• [Assignment]:
Could you repeat all of the entries word for word, minus any pictures?
------ Material shown
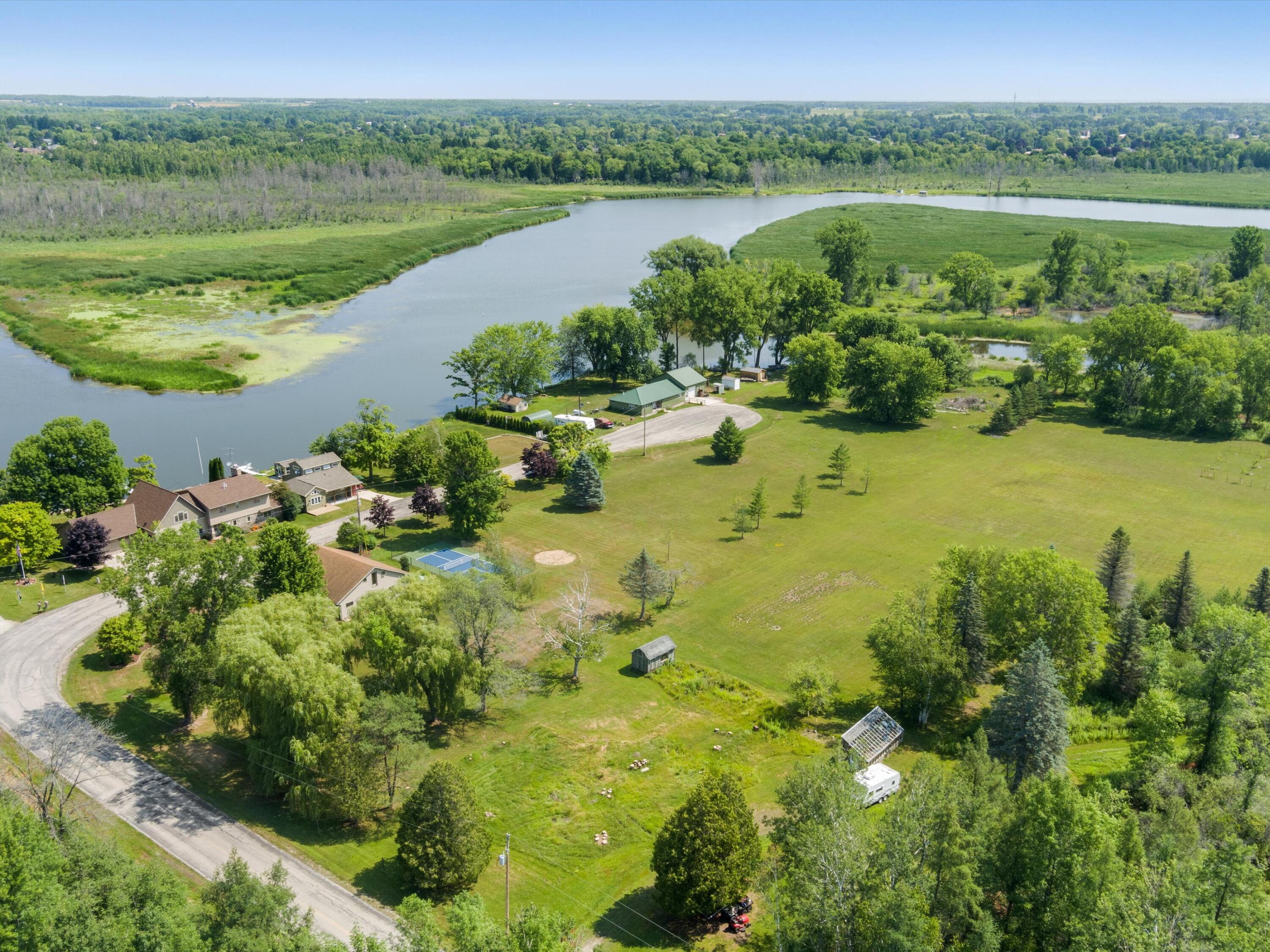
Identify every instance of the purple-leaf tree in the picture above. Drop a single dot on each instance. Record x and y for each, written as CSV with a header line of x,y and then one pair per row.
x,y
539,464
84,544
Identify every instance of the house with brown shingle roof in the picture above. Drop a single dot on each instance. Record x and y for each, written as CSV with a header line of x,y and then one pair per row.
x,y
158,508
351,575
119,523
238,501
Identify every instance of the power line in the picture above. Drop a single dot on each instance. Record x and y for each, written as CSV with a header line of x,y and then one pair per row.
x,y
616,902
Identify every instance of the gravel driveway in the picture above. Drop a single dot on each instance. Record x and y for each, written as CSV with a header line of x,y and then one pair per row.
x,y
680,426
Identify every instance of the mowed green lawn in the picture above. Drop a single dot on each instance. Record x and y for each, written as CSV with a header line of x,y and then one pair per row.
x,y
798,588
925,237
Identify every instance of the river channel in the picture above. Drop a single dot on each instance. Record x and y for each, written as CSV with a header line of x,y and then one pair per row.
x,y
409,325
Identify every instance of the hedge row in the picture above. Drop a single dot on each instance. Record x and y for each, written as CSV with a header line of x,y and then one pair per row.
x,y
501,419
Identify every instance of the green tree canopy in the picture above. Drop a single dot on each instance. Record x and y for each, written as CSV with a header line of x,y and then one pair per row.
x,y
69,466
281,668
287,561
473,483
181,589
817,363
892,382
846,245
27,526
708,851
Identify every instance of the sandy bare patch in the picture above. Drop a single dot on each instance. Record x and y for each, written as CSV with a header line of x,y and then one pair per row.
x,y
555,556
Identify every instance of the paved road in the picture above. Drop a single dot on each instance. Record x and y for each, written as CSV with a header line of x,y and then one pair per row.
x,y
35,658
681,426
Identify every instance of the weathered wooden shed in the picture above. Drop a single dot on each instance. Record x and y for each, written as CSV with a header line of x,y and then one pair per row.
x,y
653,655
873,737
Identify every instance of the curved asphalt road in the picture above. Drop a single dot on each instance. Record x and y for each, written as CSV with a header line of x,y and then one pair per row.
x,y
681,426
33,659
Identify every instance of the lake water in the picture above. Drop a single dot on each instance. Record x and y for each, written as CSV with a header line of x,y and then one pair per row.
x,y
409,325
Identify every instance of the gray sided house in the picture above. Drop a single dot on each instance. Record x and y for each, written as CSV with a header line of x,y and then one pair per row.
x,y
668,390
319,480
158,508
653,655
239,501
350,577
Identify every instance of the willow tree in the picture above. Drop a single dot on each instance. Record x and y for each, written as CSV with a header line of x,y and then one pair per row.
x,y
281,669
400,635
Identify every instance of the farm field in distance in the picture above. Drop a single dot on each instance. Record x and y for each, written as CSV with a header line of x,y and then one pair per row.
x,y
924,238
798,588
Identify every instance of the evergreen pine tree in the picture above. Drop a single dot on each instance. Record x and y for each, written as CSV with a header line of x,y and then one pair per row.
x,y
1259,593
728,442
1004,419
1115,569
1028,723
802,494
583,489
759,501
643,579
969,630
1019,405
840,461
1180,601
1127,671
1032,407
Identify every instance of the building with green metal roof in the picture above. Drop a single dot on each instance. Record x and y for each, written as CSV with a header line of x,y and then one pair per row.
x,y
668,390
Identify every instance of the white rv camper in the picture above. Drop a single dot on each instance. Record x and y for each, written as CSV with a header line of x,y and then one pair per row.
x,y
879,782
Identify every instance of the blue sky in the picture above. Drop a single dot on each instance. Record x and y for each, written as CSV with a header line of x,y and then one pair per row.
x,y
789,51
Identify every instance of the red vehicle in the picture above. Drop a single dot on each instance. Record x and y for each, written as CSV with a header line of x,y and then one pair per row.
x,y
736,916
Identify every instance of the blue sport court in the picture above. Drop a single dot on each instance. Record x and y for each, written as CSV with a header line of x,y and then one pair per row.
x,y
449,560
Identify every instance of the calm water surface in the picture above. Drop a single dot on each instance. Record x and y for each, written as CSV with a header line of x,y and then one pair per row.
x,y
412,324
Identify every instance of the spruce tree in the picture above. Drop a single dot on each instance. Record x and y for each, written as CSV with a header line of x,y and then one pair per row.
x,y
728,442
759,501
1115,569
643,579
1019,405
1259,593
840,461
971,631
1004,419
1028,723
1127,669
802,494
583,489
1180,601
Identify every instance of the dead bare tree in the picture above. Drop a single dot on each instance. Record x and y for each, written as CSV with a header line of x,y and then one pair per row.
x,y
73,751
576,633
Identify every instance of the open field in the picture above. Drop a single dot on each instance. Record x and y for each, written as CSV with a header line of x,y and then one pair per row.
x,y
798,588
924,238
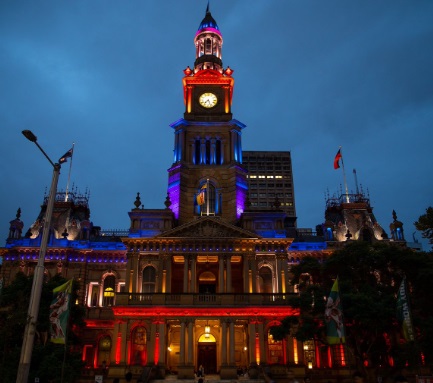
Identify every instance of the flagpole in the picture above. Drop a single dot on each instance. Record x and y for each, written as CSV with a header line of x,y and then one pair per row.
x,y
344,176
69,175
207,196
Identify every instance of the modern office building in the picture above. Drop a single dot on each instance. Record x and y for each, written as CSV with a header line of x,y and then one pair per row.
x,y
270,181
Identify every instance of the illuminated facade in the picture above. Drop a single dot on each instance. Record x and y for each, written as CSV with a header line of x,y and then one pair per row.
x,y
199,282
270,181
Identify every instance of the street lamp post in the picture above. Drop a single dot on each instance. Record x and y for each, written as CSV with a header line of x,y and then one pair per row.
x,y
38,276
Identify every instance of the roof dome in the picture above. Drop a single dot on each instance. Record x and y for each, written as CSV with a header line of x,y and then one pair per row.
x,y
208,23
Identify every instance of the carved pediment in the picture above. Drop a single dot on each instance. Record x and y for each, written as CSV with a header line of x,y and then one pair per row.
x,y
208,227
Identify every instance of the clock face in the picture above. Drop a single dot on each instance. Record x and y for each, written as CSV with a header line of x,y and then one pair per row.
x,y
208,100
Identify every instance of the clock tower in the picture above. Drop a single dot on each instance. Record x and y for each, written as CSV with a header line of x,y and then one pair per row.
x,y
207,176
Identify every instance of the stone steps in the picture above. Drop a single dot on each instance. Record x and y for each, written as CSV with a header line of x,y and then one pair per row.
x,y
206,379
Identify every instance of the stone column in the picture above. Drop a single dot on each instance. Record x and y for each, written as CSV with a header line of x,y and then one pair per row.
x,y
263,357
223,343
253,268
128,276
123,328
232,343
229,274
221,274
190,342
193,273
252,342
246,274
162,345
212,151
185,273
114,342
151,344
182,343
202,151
------------
• [Result of this exercise]:
Identify every instance of the purple-leaf tree in the picture above. Drop a single dot on each instance. Record x and y for each, written as CSV with a header line of x,y and then one pair per row.
x,y
539,464
84,544
Identify every instance of the house with brown shingle roof in the picture above. Drop a single dot on each instance. Record x and y for each, written as CSV with a header line of x,y and then one pair per row.
x,y
158,508
351,575
119,523
238,501
Identify every instance of the power line in the picture above. Drop a single dot on each instance. Record x and y for each, written as CSV with a header line of x,y and then one pair per row.
x,y
616,902
Identify every instance of the gravel driveway in the picture above. Drop a single dot on each instance. Record x and y for each, written as CSV with a header line of x,y and then one pair per row.
x,y
680,426
Identify every instance of the mowed green lawn in the picture above. Drop a single dot on each instance. Record x and y for each, written as CSV with a header line of x,y and then one pair per row.
x,y
798,588
925,237
Identify every instance of the river channel in the picture above. Drop a single dot on each instance. Record x and y for each, written as CSV with a header line of x,y and then one pair per row.
x,y
409,325
Identify every instance of the hedge row in the picture above. Drop a single dot on each instance. Record x and y for each, written as CSV with a header line of x,y and then one pair per row.
x,y
501,419
Identify every instance of the green tree canopy in the picture above. Drop a single dot on each instance. Record x and y for each, written as CSV with a header line of x,y and then one pair per row.
x,y
69,466
281,668
287,561
473,483
181,589
817,363
892,382
846,245
27,526
708,851
Identify every instance of the sandy bare patch in the picture above. Drop a single dot on each instance. Record x and y for each, written as CSV with a header line of x,y and then one pair per row.
x,y
555,556
Identify every instance of the paved road in the picture above. Drop a single dot on each instance. Record x and y for each, written as CSV with a header line of x,y and then one pair per row.
x,y
35,658
681,426
Identify every instance of the weathered wooden shed in the picture above. Drop a single dot on each instance. Record x and y for each, written as CSV with a header line of x,y and then one pair per row.
x,y
653,655
873,737
Identify every instance of the curved asphalt road in the picture above. Drop a single dot on each instance. Record x and y for each, written as CSV with a header line of x,y and then one pair per row.
x,y
681,426
33,659
Identify every instance of the lake water in the picture above. Drop a single dot on each instance. Record x and y for each, written as CSV with a header line of x,y and then one pair per row.
x,y
409,325
Identify every instance of the gray sided house in the picture above. Drop a single dot on each instance. Record x and y for each, written as CSV with a header line of x,y and then one pair per row.
x,y
668,390
319,480
158,508
653,655
239,501
350,577
Identify every instance of the willow tree in the picture above. Drop a single dot on each instance. Record x and y for each, written as CSV with a header line of x,y and then one pair per row.
x,y
281,669
400,635
Identify every instance of the farm field in distance in the picture above. Drop a single dot on each instance. Record x and y for each, written as CSV with a header line of x,y and then one pair per row.
x,y
924,238
798,588
Identify every instance of the evergreen pine tree in the picture above. Drop a single dot on each instance. Record x and y for each, written as CSV with a header line of x,y and then one pair per row.
x,y
1259,593
728,442
1004,419
1115,569
1028,723
802,494
583,489
759,501
643,579
969,630
1019,405
840,461
1180,601
1127,671
1032,407
Identify every instance of the building with green metal roof in the picture above. Drop a single dot on each instance. Record x and y for each, written as CSV with a header line of x,y and then one pair per row.
x,y
668,390
Identify every instance of the white rv camper in the picture above. Drop a single dot on each instance. Record x and y for each, written as CSV with a header line of x,y and then one pair per row.
x,y
879,782
Identify every instance of the blue sky in the picture above. Drop a single dot on each instance. Record x and y for each, written as CSV with a header line of x,y and then one pair per row.
x,y
789,51
Identify every instance of the red vehicle in the picture above. Drop a single dot on each instance. Record x and y for each, written as CSV with a header line of x,y and then one pair per row.
x,y
736,916
Identify every instance of the blue sport court in the picture above. Drop a single dot on each instance. Record x and y for each, written as CSV with a header line of x,y and then one pair per row.
x,y
449,560
Identify every instance of the calm water surface in the picture above. Drop a single dot on each instance. Record x and y for each, written as CSV with a header line of x,y and then one pair per row.
x,y
412,324
Identify every instance of the spruce tree in the picture above. Drop a single dot on each instance. Record x and y for each, written as CSV with a header line of x,y and then one pair per row.
x,y
728,442
759,501
1115,569
643,579
1019,405
1259,593
840,461
971,631
1004,419
1028,723
1127,669
802,494
583,489
1180,601
Identify every instance of the dead bare tree in the picture above. Drop a single dot on each instance. Record x and y for each, written as CSV with a header line of x,y and then one pair per row.
x,y
73,751
576,633
Identify every instance of the open field in the picture above. Drop a single dot on each instance. Record x and y for each, written as CSV with a header line of x,y and then one pair per row.
x,y
798,588
924,238
Identify every instance of the flagpole in the picture above. Drop a single dot on each instance. Record x and y for each, written as CSV with a header line of x,y and then one pair per row.
x,y
344,176
69,175
207,196
Identify every instance of the modern office building in the picture above. Drop a single dot on each instance. Record x and y for each, written as CSV with a header line of x,y and then one pair per row.
x,y
270,181
Identify every instance of the illuminated facade in the picture above. Drop a single dot on each instance. Record x and y for each, written as CSV with a header line of x,y and then one pair per row.
x,y
199,282
270,181
Identify every instance of the street lamp post in the picture above. Drop a single dot on each instance. Record x and y for each, written as CSV with a header line of x,y and then one pair per row.
x,y
38,276
Identify every instance of the roof dome in the picture above. Drop a single dot on each instance. Record x and y for each, written as CSV with a header line of x,y and then one pair per row.
x,y
208,23
Identify every instance of the carved pediment in the picture above. Drop a single dot on each instance. Record x and y for each, written as CSV with a header line of x,y and then one pair per row.
x,y
208,227
Identify every instance of the clock face in the picture above. Drop a single dot on each instance. Record x and y for each, written as CSV with a header line of x,y and then one pair per row.
x,y
208,100
Identify every instance of the clock tower in the picture above. Drop a single dot on each instance. Record x and y for each, written as CSV with a header line of x,y and then one pair per row.
x,y
207,176
Identify every instance of the stone steps in the picture above. Drop a single dot on each instance. Record x and y for each, written as CSV with a header line of x,y and then one pair per row.
x,y
206,379
Identify every instance of the stone column in the picture above. Drop a single dot on each instance. Record x and y for each, written as CSV with a header line of x,y and then one pair per row.
x,y
263,357
223,343
253,268
128,276
123,328
232,343
229,274
221,274
190,342
193,273
252,342
246,274
162,345
212,151
185,273
114,342
151,344
182,343
202,151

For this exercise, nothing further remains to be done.